What this exercise asks
(1) Please copy from the palm oil text the part that opens with the words containing "Here is a picture" and closes with "the palm fronds.".
(2) In order, name each step the palm oil text gives for getting oil from the pulp once it has been separated from the kernels.
(3) Go on with the palm oil text from its last sentence.

Text under study
= Beginning of Section =

The MAKING OF PALM OIL, as done in the villiages is very strenuous work extracting the oil from the fruit of the palm. I believe, with the help of this article, that this is how it is done and I have a few pictures to show the process.

The men cut the fruit from the palm trees growing in their fields. The pulp of the fruit is separated from the kernels as the processing for oil is different. I am not sure of the specifics on how to make palm kernel oil so this explanation is for making oil from the pulp of the fruit. The pulp is pounded with a mortar and pestel and then heated with water. Once heated for a few hours, the oil is skimmed off of the top and then fluids are squeezed out of the pulp.
Here is a picture of the African Palm Tree in the plantation we visited. The fruits, although hard to see in this picture, are at the base of the palm fronds.

Just to the left of this women is the fleshy pulp of the palm fruit and the kernels are in the pot behind her. The kernels were heated in water to soften them so that the outer layer (fleshy part) could be removed.

= End of Section =

Point-per-instance localization data
= Beginning of Section =

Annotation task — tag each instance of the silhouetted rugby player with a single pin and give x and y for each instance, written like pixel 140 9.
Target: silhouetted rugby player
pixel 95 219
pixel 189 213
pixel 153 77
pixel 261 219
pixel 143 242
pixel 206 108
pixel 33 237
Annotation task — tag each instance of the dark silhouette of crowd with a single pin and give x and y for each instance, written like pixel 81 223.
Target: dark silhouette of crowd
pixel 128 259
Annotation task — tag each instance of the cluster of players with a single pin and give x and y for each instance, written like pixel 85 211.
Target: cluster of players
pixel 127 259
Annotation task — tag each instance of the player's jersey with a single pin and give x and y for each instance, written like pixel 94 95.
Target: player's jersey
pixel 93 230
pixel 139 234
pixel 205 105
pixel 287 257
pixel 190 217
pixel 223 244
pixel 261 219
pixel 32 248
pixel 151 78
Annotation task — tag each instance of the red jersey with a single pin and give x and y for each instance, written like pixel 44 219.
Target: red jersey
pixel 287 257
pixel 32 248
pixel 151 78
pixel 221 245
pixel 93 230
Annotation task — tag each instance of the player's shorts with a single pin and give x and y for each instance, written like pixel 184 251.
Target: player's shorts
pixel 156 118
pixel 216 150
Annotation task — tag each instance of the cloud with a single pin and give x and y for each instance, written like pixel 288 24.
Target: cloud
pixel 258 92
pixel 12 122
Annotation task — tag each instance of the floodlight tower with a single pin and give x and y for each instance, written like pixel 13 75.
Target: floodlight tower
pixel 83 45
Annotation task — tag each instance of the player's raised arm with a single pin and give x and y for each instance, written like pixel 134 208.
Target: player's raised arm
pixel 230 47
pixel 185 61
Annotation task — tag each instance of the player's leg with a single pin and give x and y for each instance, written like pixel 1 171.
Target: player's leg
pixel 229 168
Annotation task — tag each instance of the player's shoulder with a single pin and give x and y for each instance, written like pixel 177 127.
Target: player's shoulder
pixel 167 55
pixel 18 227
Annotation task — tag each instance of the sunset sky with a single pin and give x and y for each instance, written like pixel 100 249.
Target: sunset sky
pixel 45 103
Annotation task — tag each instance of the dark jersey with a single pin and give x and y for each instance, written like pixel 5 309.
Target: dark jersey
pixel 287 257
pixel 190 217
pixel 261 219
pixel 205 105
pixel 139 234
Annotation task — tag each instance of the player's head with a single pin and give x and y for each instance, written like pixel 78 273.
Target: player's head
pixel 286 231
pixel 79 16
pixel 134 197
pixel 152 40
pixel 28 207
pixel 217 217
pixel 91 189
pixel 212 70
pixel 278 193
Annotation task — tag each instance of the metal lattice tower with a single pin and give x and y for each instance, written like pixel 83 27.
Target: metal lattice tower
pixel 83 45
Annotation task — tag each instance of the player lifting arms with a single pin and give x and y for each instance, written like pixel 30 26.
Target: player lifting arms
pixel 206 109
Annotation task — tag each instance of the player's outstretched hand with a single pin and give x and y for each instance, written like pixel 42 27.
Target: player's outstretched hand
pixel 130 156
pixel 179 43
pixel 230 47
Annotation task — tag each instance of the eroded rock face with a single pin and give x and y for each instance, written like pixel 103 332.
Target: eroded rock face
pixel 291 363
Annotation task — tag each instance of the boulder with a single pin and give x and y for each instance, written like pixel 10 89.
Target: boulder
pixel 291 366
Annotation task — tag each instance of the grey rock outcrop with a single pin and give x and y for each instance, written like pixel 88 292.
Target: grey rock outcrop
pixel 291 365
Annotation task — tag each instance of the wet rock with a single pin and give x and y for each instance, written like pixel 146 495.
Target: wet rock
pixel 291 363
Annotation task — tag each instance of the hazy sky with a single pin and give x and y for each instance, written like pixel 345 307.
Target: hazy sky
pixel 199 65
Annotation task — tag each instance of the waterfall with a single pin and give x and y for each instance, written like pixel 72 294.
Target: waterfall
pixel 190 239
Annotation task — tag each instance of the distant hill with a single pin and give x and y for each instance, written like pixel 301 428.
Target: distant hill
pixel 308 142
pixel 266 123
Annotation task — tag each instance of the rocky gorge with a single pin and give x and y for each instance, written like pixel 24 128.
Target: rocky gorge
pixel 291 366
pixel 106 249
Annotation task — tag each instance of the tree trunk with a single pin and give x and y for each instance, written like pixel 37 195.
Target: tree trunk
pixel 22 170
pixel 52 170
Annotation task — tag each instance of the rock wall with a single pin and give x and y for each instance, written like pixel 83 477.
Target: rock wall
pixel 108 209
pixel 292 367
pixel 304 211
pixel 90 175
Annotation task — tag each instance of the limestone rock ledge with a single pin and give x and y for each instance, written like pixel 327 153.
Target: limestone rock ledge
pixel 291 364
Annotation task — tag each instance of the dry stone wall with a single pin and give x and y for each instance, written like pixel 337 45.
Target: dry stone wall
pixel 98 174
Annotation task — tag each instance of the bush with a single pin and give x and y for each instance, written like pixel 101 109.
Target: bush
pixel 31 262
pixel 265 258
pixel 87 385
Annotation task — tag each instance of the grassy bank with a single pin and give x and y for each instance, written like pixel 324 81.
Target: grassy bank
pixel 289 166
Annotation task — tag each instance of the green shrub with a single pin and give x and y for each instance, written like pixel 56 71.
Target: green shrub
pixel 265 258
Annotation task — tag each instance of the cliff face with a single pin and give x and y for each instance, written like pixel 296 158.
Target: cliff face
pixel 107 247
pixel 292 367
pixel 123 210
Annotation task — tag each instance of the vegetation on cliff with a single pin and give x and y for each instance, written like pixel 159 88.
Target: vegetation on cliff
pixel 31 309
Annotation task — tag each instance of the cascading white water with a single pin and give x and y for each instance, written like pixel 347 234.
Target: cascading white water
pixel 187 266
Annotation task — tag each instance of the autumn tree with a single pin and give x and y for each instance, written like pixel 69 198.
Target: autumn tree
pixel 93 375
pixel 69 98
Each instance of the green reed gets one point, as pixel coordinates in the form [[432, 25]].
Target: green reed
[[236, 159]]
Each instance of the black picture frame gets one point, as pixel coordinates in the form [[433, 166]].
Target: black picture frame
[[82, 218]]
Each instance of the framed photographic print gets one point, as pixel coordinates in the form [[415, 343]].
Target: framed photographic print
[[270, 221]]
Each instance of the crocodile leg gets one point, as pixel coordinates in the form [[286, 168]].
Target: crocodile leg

= End of Section =

Solved tasks
(1)
Here is a picture of the African Palm Tree in the plantation we visited. The fruits, although hard to see in this picture, are at the base of the palm fronds.

(2)
1. Pounding the pulp with a mortar and pestel
2. Heating it with water for a few hours
3. Skimming the oil off the top
4. Squeezing the fluids out of the pulp

(3)
A pile of kernels laid out in the sun to dry so the nut inside can be easily removed and used to make palm kernel oil.Bob is helping the women and kids pound the palm fruit pulp with a pestel in a large mortar.

The strenuous work continues as the mashed pulp is then placed in a bag so that the liquids can be extracted. The woman doing the work was in her late 50's or older. Of course there are machines that can also do this work but none in the small villages.

The MAKING OF PALM WINE and KAI KAI (distilled palm wine). Palm wine is an milky white alcoholic drink made from the sap of the palm tree and there are two types of palm wine, up wine, sap daken from the top of the tree and down wine, sap taken from the tree once it is cut down. The distillery we went to was making down wine. In the picture below, the sap is draining from the tree into a plastic bag and this goes on for over a month.
Once the sap is removed from the tree it starts to ferment. Fresh palm wine has an nice flavor and is slightly sweet. The barrel in the picture below is full of the palm wine (white milky sap) and had been fermenting for a few days. Just before distilling the wine, the oily palm fruit pulp is added to the wine to keep it from boiling once put on the fire.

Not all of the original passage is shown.